▶ [Work to be completed]: Write out the whole of the material exactly.

▶ [Data records]:
+ + +
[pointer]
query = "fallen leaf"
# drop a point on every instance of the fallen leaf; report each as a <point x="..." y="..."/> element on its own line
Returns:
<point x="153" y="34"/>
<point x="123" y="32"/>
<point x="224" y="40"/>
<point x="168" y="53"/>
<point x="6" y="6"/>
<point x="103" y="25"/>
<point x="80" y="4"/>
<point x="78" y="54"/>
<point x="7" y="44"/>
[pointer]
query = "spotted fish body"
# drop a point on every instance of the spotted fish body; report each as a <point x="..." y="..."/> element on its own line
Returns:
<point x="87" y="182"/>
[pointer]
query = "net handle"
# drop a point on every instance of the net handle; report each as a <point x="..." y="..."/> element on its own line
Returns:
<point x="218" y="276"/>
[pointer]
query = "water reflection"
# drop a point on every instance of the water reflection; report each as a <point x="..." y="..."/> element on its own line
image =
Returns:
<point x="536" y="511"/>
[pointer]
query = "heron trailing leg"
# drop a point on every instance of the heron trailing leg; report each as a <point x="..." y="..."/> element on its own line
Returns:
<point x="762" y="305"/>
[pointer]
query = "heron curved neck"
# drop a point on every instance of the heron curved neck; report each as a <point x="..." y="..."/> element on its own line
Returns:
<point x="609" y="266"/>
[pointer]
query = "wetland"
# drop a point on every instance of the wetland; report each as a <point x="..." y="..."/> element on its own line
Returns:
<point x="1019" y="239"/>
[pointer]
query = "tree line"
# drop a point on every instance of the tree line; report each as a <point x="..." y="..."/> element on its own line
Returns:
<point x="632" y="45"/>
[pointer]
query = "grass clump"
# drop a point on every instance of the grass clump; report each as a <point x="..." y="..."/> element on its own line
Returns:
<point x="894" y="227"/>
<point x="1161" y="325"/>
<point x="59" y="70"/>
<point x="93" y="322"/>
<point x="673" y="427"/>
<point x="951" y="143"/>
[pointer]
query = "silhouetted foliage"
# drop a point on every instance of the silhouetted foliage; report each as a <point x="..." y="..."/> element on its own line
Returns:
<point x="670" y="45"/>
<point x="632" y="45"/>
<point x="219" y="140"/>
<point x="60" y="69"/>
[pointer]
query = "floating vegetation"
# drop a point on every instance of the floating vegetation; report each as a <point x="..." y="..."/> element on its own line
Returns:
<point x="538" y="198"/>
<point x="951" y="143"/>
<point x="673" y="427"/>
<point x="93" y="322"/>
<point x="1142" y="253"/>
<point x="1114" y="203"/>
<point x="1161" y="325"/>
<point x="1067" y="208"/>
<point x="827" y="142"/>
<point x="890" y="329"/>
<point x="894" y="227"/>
+ + +
▶ [Written solution]:
[pointer]
query = "fallen leaf"
# drop a point on every instance of the fallen leaf; report each as a <point x="..." y="..."/> element on its own line
Returns:
<point x="153" y="34"/>
<point x="123" y="32"/>
<point x="224" y="40"/>
<point x="168" y="53"/>
<point x="6" y="6"/>
<point x="103" y="25"/>
<point x="80" y="4"/>
<point x="78" y="54"/>
<point x="7" y="44"/>
[pointer]
query = "spotted fish body"
# drop a point on every instance of the spotted fish body; report each as a <point x="..." y="..."/> element on its own line
Returns:
<point x="87" y="182"/>
[pointer]
query = "net handle"
# drop a point on every instance of the net handle; report each as a <point x="..." y="..."/> element on its own line
Returns:
<point x="218" y="276"/>
[pointer]
query = "water reflection"
# drop a point on every instance of the water reflection; report each as a <point x="..." y="..."/> element on its own line
image =
Returns:
<point x="536" y="511"/>
[pointer]
query = "heron trailing leg"
# drop a point on every instance of the heron trailing leg; report each as a <point x="..." y="..."/> element on its own line
Returns:
<point x="762" y="305"/>
[pointer]
query = "heron curved neck"
# drop a point on every instance of the heron curved neck; report each as a <point x="..." y="..."/> element on its own line
Returns:
<point x="609" y="266"/>
[pointer]
query = "wetland"
# drop a point on every instance of the wetland; report each as a <point x="..." y="..."/> element on its own line
Returns:
<point x="1019" y="239"/>
[pointer]
query = "tree line"
# drop a point on every instance of the tree line; report each as a <point x="..." y="..."/> element on its own line
Returns:
<point x="632" y="45"/>
[pointer]
query = "grass clump"
# drop a point on every instance of the grass clump; report each as a <point x="..." y="..."/> element on its own line
Returns:
<point x="894" y="227"/>
<point x="1161" y="325"/>
<point x="59" y="70"/>
<point x="93" y="322"/>
<point x="673" y="427"/>
<point x="951" y="143"/>
[pointer]
query = "silhouetted foliage"
# drop a point on every instance of the silhouetted foliage; report each as a <point x="..." y="..."/> element on its own line
Returns:
<point x="670" y="45"/>
<point x="632" y="45"/>
<point x="219" y="140"/>
<point x="60" y="69"/>
[pointer]
query = "floating vegetation"
# drop a point on every instance of the floating vegetation; report each as a <point x="..." y="..."/> element on its own line
Returns:
<point x="538" y="198"/>
<point x="951" y="143"/>
<point x="673" y="427"/>
<point x="93" y="322"/>
<point x="1142" y="253"/>
<point x="1114" y="203"/>
<point x="1161" y="325"/>
<point x="1067" y="208"/>
<point x="827" y="142"/>
<point x="890" y="329"/>
<point x="894" y="227"/>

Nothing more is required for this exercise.